### Work required
In this exercise, reproduce all the entries that follow exactly.

(Point-based annotation data)
************
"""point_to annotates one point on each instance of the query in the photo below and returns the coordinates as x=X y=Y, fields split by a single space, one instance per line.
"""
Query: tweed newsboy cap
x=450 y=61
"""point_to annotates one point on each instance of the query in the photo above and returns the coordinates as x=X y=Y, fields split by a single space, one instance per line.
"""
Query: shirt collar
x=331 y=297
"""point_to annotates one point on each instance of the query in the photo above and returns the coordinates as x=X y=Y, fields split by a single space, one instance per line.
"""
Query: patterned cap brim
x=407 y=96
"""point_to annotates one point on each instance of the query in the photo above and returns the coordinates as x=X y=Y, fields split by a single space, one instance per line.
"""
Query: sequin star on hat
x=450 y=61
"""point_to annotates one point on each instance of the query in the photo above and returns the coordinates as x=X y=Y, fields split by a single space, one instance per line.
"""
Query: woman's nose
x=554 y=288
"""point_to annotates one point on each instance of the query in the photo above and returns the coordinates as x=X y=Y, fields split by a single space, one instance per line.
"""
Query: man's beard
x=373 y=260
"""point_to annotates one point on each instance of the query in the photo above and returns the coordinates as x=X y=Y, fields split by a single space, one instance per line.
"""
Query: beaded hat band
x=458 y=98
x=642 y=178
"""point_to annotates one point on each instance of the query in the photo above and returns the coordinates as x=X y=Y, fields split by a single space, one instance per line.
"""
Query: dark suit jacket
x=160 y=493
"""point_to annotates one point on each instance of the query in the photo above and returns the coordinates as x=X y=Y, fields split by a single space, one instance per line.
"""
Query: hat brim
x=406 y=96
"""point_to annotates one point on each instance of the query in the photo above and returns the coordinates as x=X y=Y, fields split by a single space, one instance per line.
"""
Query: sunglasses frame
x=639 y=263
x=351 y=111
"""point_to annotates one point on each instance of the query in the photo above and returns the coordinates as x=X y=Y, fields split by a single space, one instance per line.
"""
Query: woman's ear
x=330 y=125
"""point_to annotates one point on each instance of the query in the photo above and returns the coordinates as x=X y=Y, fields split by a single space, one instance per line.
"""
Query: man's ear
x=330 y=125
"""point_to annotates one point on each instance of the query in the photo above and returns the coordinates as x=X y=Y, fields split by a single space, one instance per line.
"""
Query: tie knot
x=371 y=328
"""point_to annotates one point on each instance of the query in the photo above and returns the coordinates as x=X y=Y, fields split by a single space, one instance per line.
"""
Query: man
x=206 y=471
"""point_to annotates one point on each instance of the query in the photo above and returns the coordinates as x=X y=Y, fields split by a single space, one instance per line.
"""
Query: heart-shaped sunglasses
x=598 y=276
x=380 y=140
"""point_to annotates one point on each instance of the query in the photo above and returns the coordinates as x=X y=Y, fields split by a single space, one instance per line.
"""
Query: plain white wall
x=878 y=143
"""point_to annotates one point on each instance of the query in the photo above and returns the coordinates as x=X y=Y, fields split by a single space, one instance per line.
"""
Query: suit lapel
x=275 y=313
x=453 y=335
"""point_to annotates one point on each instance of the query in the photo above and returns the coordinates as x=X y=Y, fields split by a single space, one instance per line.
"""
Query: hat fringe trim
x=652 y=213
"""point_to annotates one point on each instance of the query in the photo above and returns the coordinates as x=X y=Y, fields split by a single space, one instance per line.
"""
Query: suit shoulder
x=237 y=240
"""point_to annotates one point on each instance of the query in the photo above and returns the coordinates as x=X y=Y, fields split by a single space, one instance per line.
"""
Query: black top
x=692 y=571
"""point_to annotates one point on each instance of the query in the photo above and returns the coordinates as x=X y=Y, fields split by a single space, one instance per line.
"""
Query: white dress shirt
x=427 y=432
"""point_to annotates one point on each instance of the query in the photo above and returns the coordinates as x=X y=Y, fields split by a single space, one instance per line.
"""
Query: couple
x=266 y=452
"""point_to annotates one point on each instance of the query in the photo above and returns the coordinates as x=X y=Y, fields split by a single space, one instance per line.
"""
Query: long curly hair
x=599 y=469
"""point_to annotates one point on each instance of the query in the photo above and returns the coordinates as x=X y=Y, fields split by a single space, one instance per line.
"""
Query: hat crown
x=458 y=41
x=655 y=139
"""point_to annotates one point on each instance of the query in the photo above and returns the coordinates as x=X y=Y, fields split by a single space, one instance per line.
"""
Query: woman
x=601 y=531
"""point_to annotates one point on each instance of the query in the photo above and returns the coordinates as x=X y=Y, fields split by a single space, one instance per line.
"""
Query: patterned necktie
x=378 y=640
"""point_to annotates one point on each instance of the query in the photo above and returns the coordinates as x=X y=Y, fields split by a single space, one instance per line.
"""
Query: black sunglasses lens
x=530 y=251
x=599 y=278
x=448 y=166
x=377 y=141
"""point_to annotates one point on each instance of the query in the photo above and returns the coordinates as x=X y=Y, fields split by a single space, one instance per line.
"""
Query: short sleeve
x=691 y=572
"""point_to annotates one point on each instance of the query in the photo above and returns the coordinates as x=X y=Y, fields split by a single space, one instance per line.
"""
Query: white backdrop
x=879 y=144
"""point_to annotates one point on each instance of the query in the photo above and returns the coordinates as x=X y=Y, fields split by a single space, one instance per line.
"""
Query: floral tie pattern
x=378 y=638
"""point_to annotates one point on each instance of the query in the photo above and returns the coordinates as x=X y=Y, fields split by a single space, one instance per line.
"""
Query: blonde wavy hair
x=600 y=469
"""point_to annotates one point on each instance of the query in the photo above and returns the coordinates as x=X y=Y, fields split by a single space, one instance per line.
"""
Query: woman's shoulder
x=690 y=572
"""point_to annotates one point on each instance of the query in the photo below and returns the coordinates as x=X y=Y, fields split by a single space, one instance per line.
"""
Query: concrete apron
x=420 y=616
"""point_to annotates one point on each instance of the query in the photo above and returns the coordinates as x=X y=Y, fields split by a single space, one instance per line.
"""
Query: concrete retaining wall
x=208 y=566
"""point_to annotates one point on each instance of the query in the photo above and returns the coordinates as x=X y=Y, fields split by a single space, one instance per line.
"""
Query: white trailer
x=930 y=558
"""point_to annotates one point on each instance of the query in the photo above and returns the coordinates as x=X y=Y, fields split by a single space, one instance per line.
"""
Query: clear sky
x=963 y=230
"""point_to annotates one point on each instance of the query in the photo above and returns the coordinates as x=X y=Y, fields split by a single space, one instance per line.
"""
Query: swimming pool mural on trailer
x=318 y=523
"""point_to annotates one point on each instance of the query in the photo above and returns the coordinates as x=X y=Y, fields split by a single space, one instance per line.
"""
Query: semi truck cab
************
### Answer to this exercise
"""point_to annotates one point on each instance of the query in the photo below and returns the coordinates as x=X y=Y, fields split by a single space, one instance per line.
"""
Query: tweed newsboy cap
x=450 y=61
"""point_to annotates one point on each instance of the query in the photo above and returns the coordinates as x=X y=Y, fields split by a single space, one instance per line.
"""
Query: shirt collar
x=331 y=297
"""point_to annotates one point on each instance of the query in the photo above and returns the coordinates as x=X y=Y, fields split by a single space, one instance per line.
"""
Query: patterned cap brim
x=407 y=96
"""point_to annotates one point on each instance of the query in the photo above and returns the coordinates as x=X y=Y, fields split by a single space, one instance per line.
"""
Query: sequin star on hat
x=450 y=61
"""point_to annotates one point on each instance of the query in the photo above and returns the coordinates as x=X y=Y, fields split by a single space, one instance per line.
"""
Query: woman's nose
x=554 y=288
"""point_to annotates one point on each instance of the query in the photo above and returns the coordinates as x=X y=Y, fields split by a single space, one instance per line.
"""
Query: man's beard
x=373 y=260
"""point_to annotates one point on each instance of the query in the photo above and returns the coordinates as x=X y=Y, fields split by a single space, one instance per line.
"""
Query: beaded hat band
x=458 y=98
x=642 y=178
"""point_to annotates one point on each instance of the query in the photo above and returns the coordinates as x=X y=Y, fields split by a single space, one instance per line.
"""
Query: dark suit jacket
x=160 y=493
"""point_to annotates one point on each instance of the query in the photo above and returns the coordinates as x=X y=Y, fields split by a single space, one instance per line.
"""
Query: hat brim
x=406 y=96
"""point_to annotates one point on each instance of the query in the photo above and returns the coordinates as x=X y=Y, fields split by a single space, one instance per line.
"""
Query: sunglasses frame
x=639 y=263
x=351 y=111
"""point_to annotates one point on each instance of the query in the photo above and returns the coordinates as x=X y=Y, fields split by a single space, one instance per line.
"""
Query: woman's ear
x=330 y=125
"""point_to annotates one point on each instance of the query in the photo above and returns the coordinates as x=X y=Y, fields split by a single space, one instance per line.
"""
Query: man's ear
x=330 y=125
"""point_to annotates one point on each instance of the query in the photo above and returns the coordinates as x=X y=Y, fields split by a single space, one instance per line.
"""
Query: tie knot
x=371 y=328
"""point_to annotates one point on each instance of the query in the photo above and returns the coordinates as x=X y=Y, fields split by a single space, one instance per line.
"""
Query: man
x=206 y=471
"""point_to annotates one point on each instance of the query in the photo above and returns the coordinates as x=X y=Y, fields split by a single space, one instance per line.
"""
Query: heart-shaped sunglasses
x=598 y=276
x=380 y=140
"""point_to annotates one point on each instance of the query in the photo above and returns the coordinates as x=X y=Y, fields split by a single space, one instance per line.
"""
Query: plain white wall
x=878 y=143
"""point_to annotates one point on each instance of the query in the photo above and returns the coordinates as x=X y=Y, fields split by a single space, one instance per line.
"""
Query: suit lapel
x=275 y=313
x=453 y=335
"""point_to annotates one point on each instance of the query in the photo above and returns the coordinates as x=X y=Y, fields split by a single space, one instance per line.
"""
Query: hat fringe trim
x=652 y=213
"""point_to annotates one point on each instance of the query in the photo above and returns the coordinates as x=X y=Y, fields split by a single space, one instance per line.
"""
Query: suit shoulder
x=237 y=240
"""point_to annotates one point on each instance of the query in the photo above and returns the coordinates as x=X y=Y, fields split by a single space, one instance per line.
"""
Query: black top
x=692 y=571
"""point_to annotates one point on each instance of the query in the photo above and returns the coordinates as x=X y=Y, fields split by a single space, one instance per line.
"""
Query: white dress shirt
x=427 y=432
"""point_to annotates one point on each instance of the query in the photo above and returns the coordinates as x=X y=Y, fields split by a single space, one instance per line.
"""
Query: couple
x=266 y=452
"""point_to annotates one point on each instance of the query in the photo above and returns the coordinates as x=X y=Y, fields split by a single space, one instance per line.
"""
Query: long curly hair
x=599 y=469
"""point_to annotates one point on each instance of the query in the photo above and returns the coordinates as x=X y=Y, fields split by a single space, one instance per line.
"""
Query: hat crown
x=458 y=41
x=655 y=139
"""point_to annotates one point on each instance of the query in the photo above and returns the coordinates as x=X y=Y, fields split by a single space, one instance per line.
"""
Query: woman
x=601 y=531
"""point_to annotates one point on each instance of the query in the photo above and returns the coordinates as x=X y=Y, fields split by a single space, one instance per line.
"""
Query: patterned necktie
x=378 y=640
"""point_to annotates one point on each instance of the query in the photo above and returns the coordinates as x=X y=Y, fields split by a single space, one instance per line.
"""
Query: black sunglasses lens
x=530 y=251
x=599 y=278
x=448 y=166
x=377 y=141
"""point_to annotates one point on each instance of the query in the photo above and returns the coordinates as x=X y=Y, fields split by a single space, one instance per line.
"""
Query: short sleeve
x=691 y=572
"""point_to annotates one point on each instance of the query in the photo above and returns the coordinates as x=X y=Y, fields split by a single space, one instance per line.
"""
Query: white backdrop
x=879 y=144
"""point_to annotates one point on each instance of the query in the photo above and returns the coordinates as x=X y=Y, fields split by a single space, one instance per line.
"""
Query: floral tie pattern
x=378 y=638
"""point_to annotates one point on each instance of the query in the photo above and returns the coordinates as x=X y=Y, fields split by a single space, one instance per line.
"""
Query: blonde wavy hair
x=600 y=469
"""point_to annotates one point on each instance of the query in the photo above and returns the coordinates as x=X y=Y, fields split by a single space, one instance per line.
"""
Query: woman's shoulder
x=690 y=572
"""point_to annotates one point on each instance of the query in the photo below and returns the coordinates as x=X y=Y, fields split by a single space, one instance per line.
"""
Query: concrete apron
x=420 y=616
"""point_to annotates one point on each instance of the query in the photo above and returns the coordinates as x=X y=Y, fields split by a single space, one instance per line.
"""
Query: concrete retaining wall
x=208 y=566
"""point_to annotates one point on each instance of the query in the photo above and returns the coordinates as x=X y=Y, fields split by a single space, one instance per line.
"""
Query: white trailer
x=930 y=558
"""point_to annotates one point on each instance of the query in the photo above and returns the coordinates as x=X y=Y, fields split by a single space, one instance per line.
"""
Query: clear sky
x=963 y=230
"""point_to annotates one point on each instance of the query in the photo above and returns the coordinates as x=X y=Y, fields split by a single space, one instance per line.
"""
Query: swimming pool mural on trailer
x=318 y=523
"""point_to annotates one point on each instance of the query in the photo above and returns the coordinates as x=X y=Y, fields split by a single space, one instance per line.
"""
Query: semi truck cab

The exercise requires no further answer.